** start SUPPLIED INFORMATION **

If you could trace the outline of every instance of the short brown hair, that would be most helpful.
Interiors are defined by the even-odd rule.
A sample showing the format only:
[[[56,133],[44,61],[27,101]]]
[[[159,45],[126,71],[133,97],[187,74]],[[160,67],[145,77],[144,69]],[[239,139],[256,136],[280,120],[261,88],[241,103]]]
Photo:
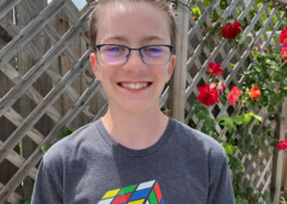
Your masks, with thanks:
[[[92,42],[92,46],[94,52],[96,51],[96,39],[97,39],[97,30],[98,30],[98,19],[100,15],[100,11],[103,11],[109,3],[115,2],[148,2],[152,3],[153,6],[158,7],[168,15],[169,20],[169,29],[170,29],[170,41],[171,45],[176,46],[176,29],[177,29],[177,21],[176,21],[176,12],[170,7],[170,3],[166,0],[98,0],[95,2],[95,9],[89,15],[88,21],[88,32],[89,32],[89,40]],[[174,51],[176,49],[173,49]]]

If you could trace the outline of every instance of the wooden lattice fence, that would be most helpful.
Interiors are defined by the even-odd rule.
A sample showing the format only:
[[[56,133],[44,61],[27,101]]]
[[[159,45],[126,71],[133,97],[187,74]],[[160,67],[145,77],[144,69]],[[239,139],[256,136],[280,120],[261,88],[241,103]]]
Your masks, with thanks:
[[[251,68],[253,46],[263,44],[259,50],[263,53],[286,21],[286,12],[279,11],[281,3],[274,2],[269,13],[267,7],[272,1],[265,1],[261,8],[255,0],[226,2],[228,7],[223,11],[220,0],[209,7],[198,0],[201,11],[198,19],[193,19],[187,8],[178,8],[177,67],[170,86],[162,93],[160,107],[171,109],[172,117],[185,124],[196,124],[196,128],[202,122],[192,107],[199,94],[196,87],[209,82],[205,73],[209,63],[221,62],[222,79],[227,89],[232,85],[241,87],[245,77],[237,74]],[[251,10],[255,11],[253,19]],[[87,17],[91,11],[88,4],[78,11],[71,0],[54,0],[50,4],[39,0],[0,1],[0,203],[21,203],[32,193],[43,155],[42,144],[53,143],[63,127],[78,128],[95,121],[107,109],[107,97],[88,62],[92,47]],[[238,49],[217,34],[209,33],[213,26],[212,12],[221,17],[223,24],[230,15],[234,20],[245,19],[248,26],[244,34],[249,43],[244,42]],[[261,29],[256,31],[255,25]],[[208,45],[213,45],[214,50],[211,52]],[[232,116],[236,108],[219,104],[209,110],[215,118]],[[276,124],[268,120],[265,109],[255,108],[254,111],[264,118],[263,124],[270,124],[275,129]],[[221,133],[226,129],[216,125],[216,131]],[[270,192],[274,153],[267,139],[263,143],[257,154],[241,159],[243,182],[252,181],[265,193]]]

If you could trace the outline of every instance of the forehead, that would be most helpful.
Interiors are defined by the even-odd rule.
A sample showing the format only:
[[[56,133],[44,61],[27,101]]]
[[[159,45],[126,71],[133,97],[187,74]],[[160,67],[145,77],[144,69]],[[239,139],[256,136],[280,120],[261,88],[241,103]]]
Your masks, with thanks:
[[[115,43],[109,41],[169,44],[168,14],[142,1],[109,3],[100,11],[96,43]]]

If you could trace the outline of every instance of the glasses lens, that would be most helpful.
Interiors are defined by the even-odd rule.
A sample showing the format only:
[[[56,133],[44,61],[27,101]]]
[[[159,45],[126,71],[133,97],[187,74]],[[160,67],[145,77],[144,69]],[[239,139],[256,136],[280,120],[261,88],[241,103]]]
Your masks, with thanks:
[[[171,52],[169,46],[151,45],[141,50],[142,61],[150,65],[161,65],[169,62]]]
[[[128,49],[120,45],[103,45],[99,50],[102,62],[109,65],[125,64],[128,53]]]

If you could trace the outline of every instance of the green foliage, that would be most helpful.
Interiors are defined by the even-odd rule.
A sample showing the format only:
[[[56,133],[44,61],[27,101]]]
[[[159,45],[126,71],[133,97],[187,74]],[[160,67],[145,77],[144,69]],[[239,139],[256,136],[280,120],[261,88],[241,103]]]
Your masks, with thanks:
[[[195,4],[195,0],[193,0],[193,9],[191,13],[193,14],[194,20],[201,17],[201,11],[199,7]],[[254,3],[253,0],[248,0],[248,2]],[[205,7],[210,6],[214,1],[212,0],[202,0]],[[248,3],[247,2],[247,3]],[[256,0],[255,6],[248,11],[248,17],[253,20],[258,10],[264,6],[262,0]],[[226,0],[220,1],[220,7],[222,13],[228,8],[228,3]],[[268,2],[267,6],[268,12],[272,13],[274,10],[274,3],[272,1]],[[237,3],[234,8],[235,14],[238,17],[242,12],[241,3]],[[279,15],[281,15],[285,11],[284,7],[279,8]],[[257,21],[255,24],[255,31],[259,31],[262,25],[267,21],[267,13],[264,11],[261,15],[261,21]],[[201,24],[201,28],[204,31],[208,31],[210,34],[220,34],[222,26],[227,22],[234,22],[232,15],[227,17],[222,21],[222,17],[217,14],[215,10],[213,10],[210,14],[210,20],[213,23],[212,28],[208,28],[205,23]],[[272,19],[273,24],[278,22],[278,17],[274,15]],[[242,24],[242,31],[244,31],[249,23],[247,19],[244,18],[240,21]],[[284,23],[286,24],[286,19]],[[270,31],[272,28],[267,26],[266,31]],[[264,41],[264,36],[262,36]],[[238,49],[243,47],[244,42],[246,42],[246,36],[243,34],[237,35],[235,40],[228,40],[228,43],[232,45],[237,45]],[[273,42],[278,42],[278,35],[275,34]],[[249,44],[251,42],[247,42]],[[274,43],[274,44],[275,44]],[[213,51],[213,47],[210,47],[210,51]],[[276,50],[275,46],[268,46],[267,51],[264,51],[263,54],[259,55],[261,47],[253,47],[253,57],[255,58],[252,64],[252,67],[247,71],[244,71],[242,75],[246,77],[246,82],[243,87],[243,93],[249,92],[249,88],[256,86],[259,87],[261,97],[257,99],[251,99],[251,97],[241,97],[242,104],[240,104],[240,110],[234,112],[233,117],[221,116],[219,118],[211,118],[208,108],[201,105],[199,101],[195,101],[193,106],[193,112],[198,117],[201,122],[201,131],[216,139],[222,147],[225,149],[226,157],[228,160],[230,169],[233,174],[233,189],[236,197],[237,204],[255,204],[258,203],[259,198],[263,198],[265,203],[270,204],[269,194],[261,194],[259,191],[252,184],[249,187],[243,186],[242,176],[244,167],[241,162],[242,153],[252,153],[255,154],[258,149],[264,149],[263,141],[265,138],[274,140],[274,130],[270,125],[266,126],[263,122],[262,117],[255,115],[254,112],[249,112],[248,109],[254,107],[263,108],[266,107],[269,114],[269,120],[275,120],[277,117],[281,117],[280,112],[278,112],[275,108],[275,105],[281,106],[284,99],[287,97],[287,65],[280,66],[283,64],[283,60],[280,58],[280,53]],[[235,63],[236,64],[236,63]],[[235,64],[230,64],[232,67],[235,67]],[[279,83],[280,86],[276,89],[275,83]],[[228,85],[235,86],[233,80]],[[226,104],[226,95],[220,96],[221,104]],[[203,120],[203,121],[201,121]],[[253,127],[249,127],[253,120],[257,120]],[[219,122],[221,128],[226,128],[228,131],[223,131],[226,140],[222,140],[223,135],[219,136],[215,131],[215,125]],[[196,124],[192,124],[192,127],[196,127]],[[277,141],[272,142],[272,146],[276,146]],[[255,192],[255,193],[254,193]]]
[[[30,204],[32,201],[32,195],[29,195],[22,204]]]

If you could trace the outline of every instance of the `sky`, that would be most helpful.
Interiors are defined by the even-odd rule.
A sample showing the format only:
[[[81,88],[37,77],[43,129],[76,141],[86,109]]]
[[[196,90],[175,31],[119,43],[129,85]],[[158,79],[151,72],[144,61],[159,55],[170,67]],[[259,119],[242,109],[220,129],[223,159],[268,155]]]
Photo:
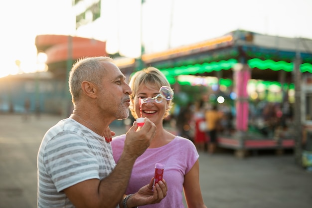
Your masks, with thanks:
[[[45,70],[34,44],[40,34],[106,41],[108,52],[131,57],[140,56],[141,42],[149,53],[238,29],[312,39],[312,0],[145,0],[142,7],[141,1],[102,0],[101,17],[75,30],[71,0],[1,1],[0,77]]]

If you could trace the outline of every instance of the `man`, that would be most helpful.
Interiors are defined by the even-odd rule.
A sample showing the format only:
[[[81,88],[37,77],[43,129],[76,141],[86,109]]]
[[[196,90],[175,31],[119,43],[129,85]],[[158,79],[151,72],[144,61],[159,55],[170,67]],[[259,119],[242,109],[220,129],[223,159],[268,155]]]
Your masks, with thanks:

** end SUPPLIED INFORMATION **

▸ EXERCISE BRIEF: Gather every line of the items above that contains the word "most", treating uppercase and lowercase as distinct, and list each such line in full.

▸ EXERCISE RESULT:
If you could trace the outline of every instance of the short brown hair, that would be most helpful.
If you could trace the outline of every instance of the wooden lattice fence, that would be most helpful.
If you could trace the outline of every instance of the forehead, that would be most helpful.
If you could trace the outline of every instance of the glasses lens, that would be most helpful.
If you could trace the outline of every instance of the green foliage, that would be most helpful.
If you could trace the outline of every instance of the `sky`, that would be most helpful.
If you could trace the outline of every instance of the `man`, that would be most helpful.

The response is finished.